#### Goal of the exercise:
Copy word for word each line from the one that has "Keep to these rules. Indicate every instance of the b1g logo" to the last line of the records, with no other lines.

Data records:
---*---

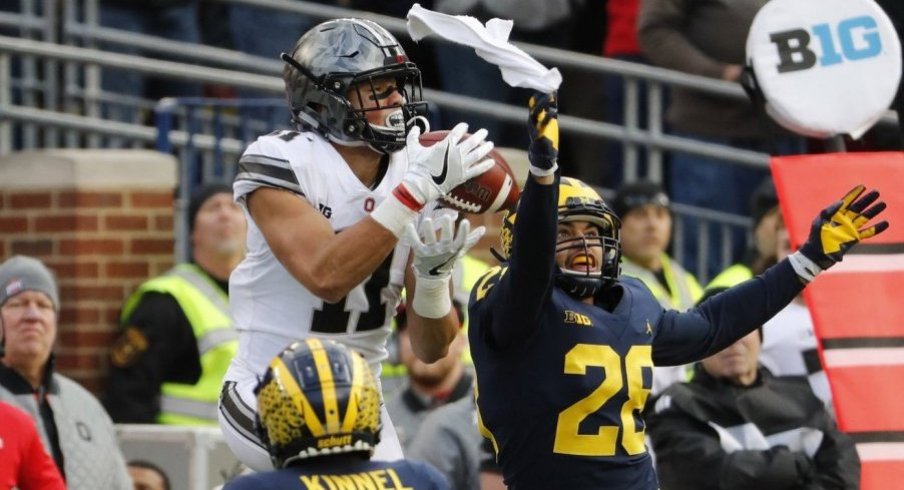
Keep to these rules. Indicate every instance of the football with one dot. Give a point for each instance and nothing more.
(493, 191)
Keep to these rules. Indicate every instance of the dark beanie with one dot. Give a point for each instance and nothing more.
(764, 198)
(20, 273)
(638, 194)
(201, 195)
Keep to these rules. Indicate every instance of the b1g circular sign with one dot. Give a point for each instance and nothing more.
(825, 67)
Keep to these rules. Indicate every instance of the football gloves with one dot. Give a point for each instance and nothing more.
(436, 170)
(543, 127)
(435, 258)
(838, 228)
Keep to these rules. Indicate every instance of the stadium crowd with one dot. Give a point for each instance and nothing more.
(296, 319)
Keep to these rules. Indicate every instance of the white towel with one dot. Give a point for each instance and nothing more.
(490, 42)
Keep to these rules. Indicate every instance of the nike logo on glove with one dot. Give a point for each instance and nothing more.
(439, 179)
(434, 271)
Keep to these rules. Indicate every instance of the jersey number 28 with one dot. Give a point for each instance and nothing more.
(568, 438)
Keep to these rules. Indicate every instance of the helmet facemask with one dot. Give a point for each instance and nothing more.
(578, 202)
(586, 283)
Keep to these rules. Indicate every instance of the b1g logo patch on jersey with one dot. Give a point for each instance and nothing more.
(825, 67)
(575, 318)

---*---

#### Answer for this exercise:
Keep to these rules. Indicate every instance of the b1g logo patch on jersey with one dot. Give a point for each instance and nothing more.
(825, 67)
(575, 318)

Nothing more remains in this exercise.